Exercise objective:
Quote everything from the line containing "For every instance of the building facade, the" down to the line containing "pixel 64 107", both of those included, reproducing those lines word for word.

Records for this task:

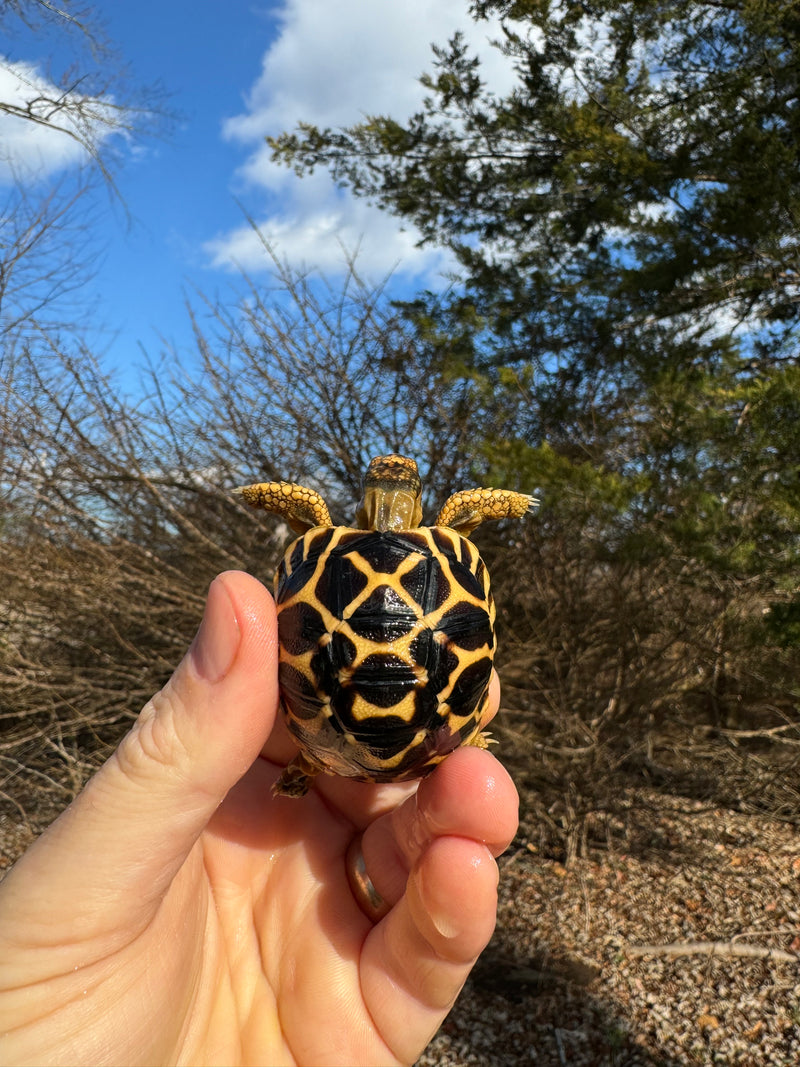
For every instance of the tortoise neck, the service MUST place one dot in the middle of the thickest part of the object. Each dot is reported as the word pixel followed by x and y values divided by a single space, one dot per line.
pixel 384 510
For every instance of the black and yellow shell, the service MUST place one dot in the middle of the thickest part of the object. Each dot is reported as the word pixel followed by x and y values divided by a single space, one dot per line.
pixel 386 647
pixel 386 627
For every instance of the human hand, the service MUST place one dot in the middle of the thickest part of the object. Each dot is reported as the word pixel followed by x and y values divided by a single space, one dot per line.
pixel 178 912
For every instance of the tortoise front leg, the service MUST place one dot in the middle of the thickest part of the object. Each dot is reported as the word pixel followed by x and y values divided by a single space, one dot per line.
pixel 302 508
pixel 469 508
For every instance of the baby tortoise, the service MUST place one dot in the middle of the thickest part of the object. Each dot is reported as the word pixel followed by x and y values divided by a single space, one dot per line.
pixel 386 628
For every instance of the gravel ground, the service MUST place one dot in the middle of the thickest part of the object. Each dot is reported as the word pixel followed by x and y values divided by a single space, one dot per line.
pixel 716 896
pixel 561 983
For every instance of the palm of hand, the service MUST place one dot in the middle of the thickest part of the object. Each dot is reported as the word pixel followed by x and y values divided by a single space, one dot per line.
pixel 154 924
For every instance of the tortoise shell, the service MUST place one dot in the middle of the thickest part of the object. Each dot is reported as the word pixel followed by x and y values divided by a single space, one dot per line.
pixel 386 648
pixel 386 628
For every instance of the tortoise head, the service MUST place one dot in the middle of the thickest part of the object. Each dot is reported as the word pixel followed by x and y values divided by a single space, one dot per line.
pixel 392 495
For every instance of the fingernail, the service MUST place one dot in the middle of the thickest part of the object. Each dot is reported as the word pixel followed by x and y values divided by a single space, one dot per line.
pixel 217 641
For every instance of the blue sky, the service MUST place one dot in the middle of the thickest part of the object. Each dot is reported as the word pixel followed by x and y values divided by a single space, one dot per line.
pixel 235 73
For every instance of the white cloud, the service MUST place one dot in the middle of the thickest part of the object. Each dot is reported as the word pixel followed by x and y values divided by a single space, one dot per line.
pixel 331 64
pixel 30 149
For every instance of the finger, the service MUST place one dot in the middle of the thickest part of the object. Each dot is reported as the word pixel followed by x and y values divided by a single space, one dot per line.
pixel 469 795
pixel 131 828
pixel 415 961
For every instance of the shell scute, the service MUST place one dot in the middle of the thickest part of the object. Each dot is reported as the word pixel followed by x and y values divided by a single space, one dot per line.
pixel 386 643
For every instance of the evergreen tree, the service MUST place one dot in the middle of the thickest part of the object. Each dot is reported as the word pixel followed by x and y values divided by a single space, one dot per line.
pixel 626 220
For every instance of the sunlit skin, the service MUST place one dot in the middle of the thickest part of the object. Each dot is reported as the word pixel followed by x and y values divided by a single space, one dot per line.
pixel 177 912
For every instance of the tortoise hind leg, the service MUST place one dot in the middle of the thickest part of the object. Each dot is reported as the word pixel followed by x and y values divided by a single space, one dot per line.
pixel 467 509
pixel 302 508
pixel 297 778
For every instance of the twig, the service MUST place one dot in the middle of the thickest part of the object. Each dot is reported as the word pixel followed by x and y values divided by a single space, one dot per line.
pixel 722 949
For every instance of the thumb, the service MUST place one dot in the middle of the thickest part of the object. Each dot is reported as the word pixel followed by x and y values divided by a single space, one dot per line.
pixel 126 835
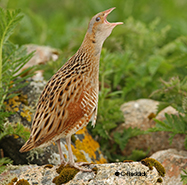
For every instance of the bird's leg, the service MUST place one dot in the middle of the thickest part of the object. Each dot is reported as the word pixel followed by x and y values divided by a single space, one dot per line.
pixel 62 160
pixel 71 161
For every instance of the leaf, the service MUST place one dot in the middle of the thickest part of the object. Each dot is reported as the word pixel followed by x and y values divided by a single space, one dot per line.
pixel 154 63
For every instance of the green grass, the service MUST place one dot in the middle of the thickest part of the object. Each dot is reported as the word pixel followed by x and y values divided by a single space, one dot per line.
pixel 152 44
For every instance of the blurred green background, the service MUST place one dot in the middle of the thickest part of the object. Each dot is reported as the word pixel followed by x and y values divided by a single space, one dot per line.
pixel 152 44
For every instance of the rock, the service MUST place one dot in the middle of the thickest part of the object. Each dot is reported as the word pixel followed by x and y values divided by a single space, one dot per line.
pixel 138 114
pixel 173 161
pixel 105 174
pixel 84 147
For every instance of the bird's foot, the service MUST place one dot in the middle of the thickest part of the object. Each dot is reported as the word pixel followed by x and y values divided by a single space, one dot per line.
pixel 78 166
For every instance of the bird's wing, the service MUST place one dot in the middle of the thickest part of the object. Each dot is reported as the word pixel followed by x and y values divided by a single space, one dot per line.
pixel 63 107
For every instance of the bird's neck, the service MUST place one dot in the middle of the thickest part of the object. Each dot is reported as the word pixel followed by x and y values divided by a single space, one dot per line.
pixel 91 46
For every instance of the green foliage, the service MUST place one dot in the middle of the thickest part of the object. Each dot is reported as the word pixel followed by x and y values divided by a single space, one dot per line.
pixel 3 162
pixel 12 59
pixel 151 44
pixel 174 93
pixel 184 177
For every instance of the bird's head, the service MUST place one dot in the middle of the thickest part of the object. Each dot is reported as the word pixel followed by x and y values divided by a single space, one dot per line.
pixel 99 28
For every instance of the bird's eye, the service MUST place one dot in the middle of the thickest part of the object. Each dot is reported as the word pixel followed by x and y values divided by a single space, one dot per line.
pixel 97 19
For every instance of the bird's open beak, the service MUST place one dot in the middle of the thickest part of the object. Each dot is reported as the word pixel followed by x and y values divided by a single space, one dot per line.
pixel 106 12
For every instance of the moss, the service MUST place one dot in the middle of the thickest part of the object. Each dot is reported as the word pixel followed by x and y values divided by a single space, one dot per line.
pixel 10 183
pixel 12 104
pixel 73 138
pixel 151 116
pixel 128 161
pixel 150 162
pixel 95 169
pixel 14 179
pixel 48 166
pixel 22 182
pixel 26 114
pixel 159 180
pixel 66 173
pixel 60 168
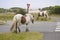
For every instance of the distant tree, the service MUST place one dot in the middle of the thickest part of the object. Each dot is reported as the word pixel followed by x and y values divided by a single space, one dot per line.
pixel 18 10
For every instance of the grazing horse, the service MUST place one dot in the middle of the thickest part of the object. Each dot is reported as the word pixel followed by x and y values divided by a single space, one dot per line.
pixel 21 19
pixel 42 13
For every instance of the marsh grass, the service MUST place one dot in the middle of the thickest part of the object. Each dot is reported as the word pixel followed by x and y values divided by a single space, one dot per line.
pixel 22 36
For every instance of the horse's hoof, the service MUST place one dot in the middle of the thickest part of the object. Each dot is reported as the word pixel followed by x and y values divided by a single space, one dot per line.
pixel 19 30
pixel 27 30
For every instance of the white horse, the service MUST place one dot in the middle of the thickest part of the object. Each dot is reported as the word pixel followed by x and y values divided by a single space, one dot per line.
pixel 43 13
pixel 21 19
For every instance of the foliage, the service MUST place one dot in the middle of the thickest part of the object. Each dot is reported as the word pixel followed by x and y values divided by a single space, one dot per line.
pixel 53 9
pixel 18 10
pixel 22 36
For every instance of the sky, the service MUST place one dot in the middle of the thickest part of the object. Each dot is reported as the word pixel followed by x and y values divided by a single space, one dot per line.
pixel 33 3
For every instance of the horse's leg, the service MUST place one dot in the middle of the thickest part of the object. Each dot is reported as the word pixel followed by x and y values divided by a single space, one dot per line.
pixel 18 27
pixel 12 27
pixel 27 28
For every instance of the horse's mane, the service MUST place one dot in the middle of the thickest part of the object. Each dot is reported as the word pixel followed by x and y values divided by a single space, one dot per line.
pixel 23 19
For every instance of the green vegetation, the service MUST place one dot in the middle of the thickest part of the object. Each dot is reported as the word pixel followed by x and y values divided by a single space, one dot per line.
pixel 53 9
pixel 21 36
pixel 40 18
pixel 6 17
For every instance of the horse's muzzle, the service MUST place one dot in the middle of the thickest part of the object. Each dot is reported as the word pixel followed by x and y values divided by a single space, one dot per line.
pixel 32 21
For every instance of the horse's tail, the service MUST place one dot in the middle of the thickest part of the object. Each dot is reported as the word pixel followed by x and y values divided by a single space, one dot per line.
pixel 23 19
pixel 12 26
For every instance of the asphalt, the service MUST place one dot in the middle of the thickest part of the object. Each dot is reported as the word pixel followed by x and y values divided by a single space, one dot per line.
pixel 51 35
pixel 47 28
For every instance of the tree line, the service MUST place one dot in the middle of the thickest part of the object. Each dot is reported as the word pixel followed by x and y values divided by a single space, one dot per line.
pixel 53 9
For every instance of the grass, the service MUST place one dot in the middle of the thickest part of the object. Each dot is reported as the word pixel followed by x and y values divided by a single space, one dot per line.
pixel 40 18
pixel 9 16
pixel 22 36
pixel 6 17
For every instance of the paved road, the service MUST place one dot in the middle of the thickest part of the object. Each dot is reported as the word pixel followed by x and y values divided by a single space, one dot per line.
pixel 47 28
pixel 37 26
pixel 51 36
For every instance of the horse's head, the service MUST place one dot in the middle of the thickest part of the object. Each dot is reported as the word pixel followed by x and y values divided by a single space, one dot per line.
pixel 32 18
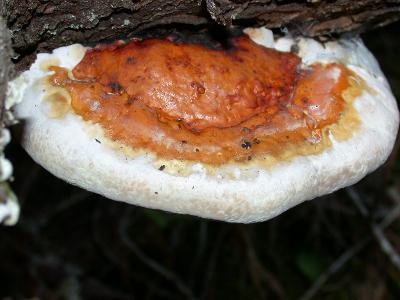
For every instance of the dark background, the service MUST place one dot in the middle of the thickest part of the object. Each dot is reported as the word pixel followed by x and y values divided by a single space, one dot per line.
pixel 72 244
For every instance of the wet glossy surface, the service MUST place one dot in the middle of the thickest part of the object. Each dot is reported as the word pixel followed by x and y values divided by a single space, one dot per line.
pixel 189 102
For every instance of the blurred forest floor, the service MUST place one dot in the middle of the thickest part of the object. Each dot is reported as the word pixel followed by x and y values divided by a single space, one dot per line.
pixel 72 244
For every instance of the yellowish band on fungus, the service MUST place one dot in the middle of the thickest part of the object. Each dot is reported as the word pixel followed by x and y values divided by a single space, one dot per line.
pixel 63 87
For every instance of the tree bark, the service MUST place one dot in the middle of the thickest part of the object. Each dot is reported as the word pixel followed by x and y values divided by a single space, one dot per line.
pixel 38 25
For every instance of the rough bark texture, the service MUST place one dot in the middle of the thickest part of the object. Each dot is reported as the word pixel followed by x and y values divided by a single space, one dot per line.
pixel 43 25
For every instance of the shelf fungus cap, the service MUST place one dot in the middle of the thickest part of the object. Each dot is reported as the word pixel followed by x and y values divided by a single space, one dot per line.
pixel 88 153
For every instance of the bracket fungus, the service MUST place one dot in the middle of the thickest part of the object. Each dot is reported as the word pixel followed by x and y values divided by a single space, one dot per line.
pixel 238 135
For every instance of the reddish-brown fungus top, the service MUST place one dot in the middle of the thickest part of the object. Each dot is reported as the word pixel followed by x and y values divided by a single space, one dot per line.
pixel 186 101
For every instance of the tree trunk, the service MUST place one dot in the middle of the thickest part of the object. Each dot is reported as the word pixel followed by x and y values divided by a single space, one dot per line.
pixel 38 25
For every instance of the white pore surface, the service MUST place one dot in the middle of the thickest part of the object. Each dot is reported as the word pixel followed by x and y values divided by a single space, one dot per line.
pixel 65 147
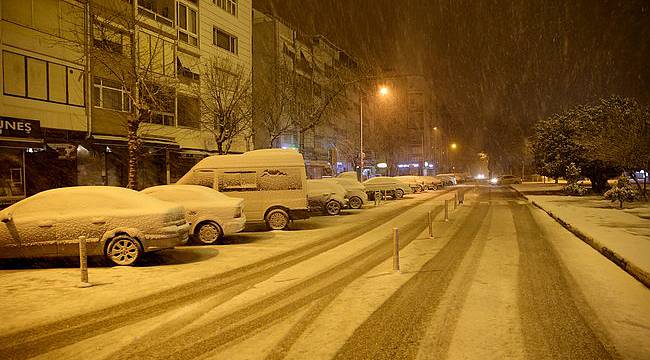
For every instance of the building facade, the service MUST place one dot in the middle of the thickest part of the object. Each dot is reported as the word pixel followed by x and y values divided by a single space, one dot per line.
pixel 294 78
pixel 64 107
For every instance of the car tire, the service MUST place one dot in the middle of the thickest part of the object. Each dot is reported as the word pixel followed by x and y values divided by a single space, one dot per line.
pixel 333 207
pixel 208 233
pixel 398 193
pixel 355 202
pixel 277 219
pixel 123 250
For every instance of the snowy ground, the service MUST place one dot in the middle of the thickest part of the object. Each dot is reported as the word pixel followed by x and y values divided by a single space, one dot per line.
pixel 625 232
pixel 43 291
pixel 315 309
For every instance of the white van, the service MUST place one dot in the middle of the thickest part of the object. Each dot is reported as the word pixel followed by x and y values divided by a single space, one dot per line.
pixel 272 183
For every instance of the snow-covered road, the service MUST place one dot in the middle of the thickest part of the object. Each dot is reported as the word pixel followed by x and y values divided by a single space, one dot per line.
pixel 500 280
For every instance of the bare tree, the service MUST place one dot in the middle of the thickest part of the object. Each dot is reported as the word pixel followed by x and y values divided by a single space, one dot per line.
pixel 140 63
pixel 273 101
pixel 226 102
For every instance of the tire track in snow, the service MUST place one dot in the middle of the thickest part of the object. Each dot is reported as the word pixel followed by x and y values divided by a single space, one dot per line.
pixel 393 331
pixel 240 324
pixel 552 324
pixel 29 343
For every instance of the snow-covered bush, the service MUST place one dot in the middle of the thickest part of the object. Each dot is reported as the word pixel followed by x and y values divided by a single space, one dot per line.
pixel 572 176
pixel 621 192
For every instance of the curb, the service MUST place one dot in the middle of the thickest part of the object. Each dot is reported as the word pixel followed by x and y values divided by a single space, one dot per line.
pixel 635 271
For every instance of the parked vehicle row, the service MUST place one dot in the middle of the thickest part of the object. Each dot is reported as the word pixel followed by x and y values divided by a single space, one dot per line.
pixel 216 198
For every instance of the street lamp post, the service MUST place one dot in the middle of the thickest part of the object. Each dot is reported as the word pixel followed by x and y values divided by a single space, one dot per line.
pixel 383 91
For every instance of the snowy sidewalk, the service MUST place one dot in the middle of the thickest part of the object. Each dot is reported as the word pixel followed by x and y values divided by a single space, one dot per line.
pixel 623 236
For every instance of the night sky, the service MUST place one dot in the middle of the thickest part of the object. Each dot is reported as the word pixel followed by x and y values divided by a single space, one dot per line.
pixel 496 66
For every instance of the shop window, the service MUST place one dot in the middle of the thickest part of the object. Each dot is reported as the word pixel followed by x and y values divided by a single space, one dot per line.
pixel 12 183
pixel 13 74
pixel 57 82
pixel 38 79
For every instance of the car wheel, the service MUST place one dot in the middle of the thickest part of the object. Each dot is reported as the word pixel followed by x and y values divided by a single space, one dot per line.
pixel 355 202
pixel 208 233
pixel 333 207
pixel 277 219
pixel 123 250
pixel 398 194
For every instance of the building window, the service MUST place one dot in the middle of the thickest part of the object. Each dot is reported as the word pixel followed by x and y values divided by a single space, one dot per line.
pixel 38 79
pixel 189 111
pixel 156 53
pixel 110 95
pixel 224 40
pixel 230 6
pixel 187 25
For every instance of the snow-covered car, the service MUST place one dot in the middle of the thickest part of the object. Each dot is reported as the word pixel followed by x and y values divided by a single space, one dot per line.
pixel 210 214
pixel 271 182
pixel 431 182
pixel 447 179
pixel 388 185
pixel 355 192
pixel 118 223
pixel 415 182
pixel 505 180
pixel 348 175
pixel 323 195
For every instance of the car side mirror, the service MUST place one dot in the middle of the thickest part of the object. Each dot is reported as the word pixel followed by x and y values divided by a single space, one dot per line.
pixel 6 218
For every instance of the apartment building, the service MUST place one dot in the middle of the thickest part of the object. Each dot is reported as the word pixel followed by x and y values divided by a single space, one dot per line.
pixel 311 68
pixel 64 104
pixel 404 120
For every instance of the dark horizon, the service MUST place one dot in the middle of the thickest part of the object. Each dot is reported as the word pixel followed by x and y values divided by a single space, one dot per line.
pixel 496 67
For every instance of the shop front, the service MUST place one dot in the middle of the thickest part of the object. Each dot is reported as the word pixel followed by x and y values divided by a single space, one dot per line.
pixel 19 138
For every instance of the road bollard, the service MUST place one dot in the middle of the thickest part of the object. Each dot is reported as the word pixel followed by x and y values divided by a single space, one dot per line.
pixel 83 262
pixel 395 249
pixel 447 210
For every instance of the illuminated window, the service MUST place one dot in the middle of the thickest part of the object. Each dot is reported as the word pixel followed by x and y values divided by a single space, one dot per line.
pixel 224 40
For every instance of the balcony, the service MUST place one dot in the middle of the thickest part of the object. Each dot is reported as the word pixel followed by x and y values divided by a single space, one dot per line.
pixel 161 11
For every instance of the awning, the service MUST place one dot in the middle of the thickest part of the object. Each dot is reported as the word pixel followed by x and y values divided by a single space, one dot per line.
pixel 111 140
pixel 21 143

Answer to this exercise:
For every instance of the building facade, the service MUST place one dot in the middle of the thickest part of the object. Each dot is reported as the word pixel followed by x and y values divided by a single space, one dot per line.
pixel 294 78
pixel 64 107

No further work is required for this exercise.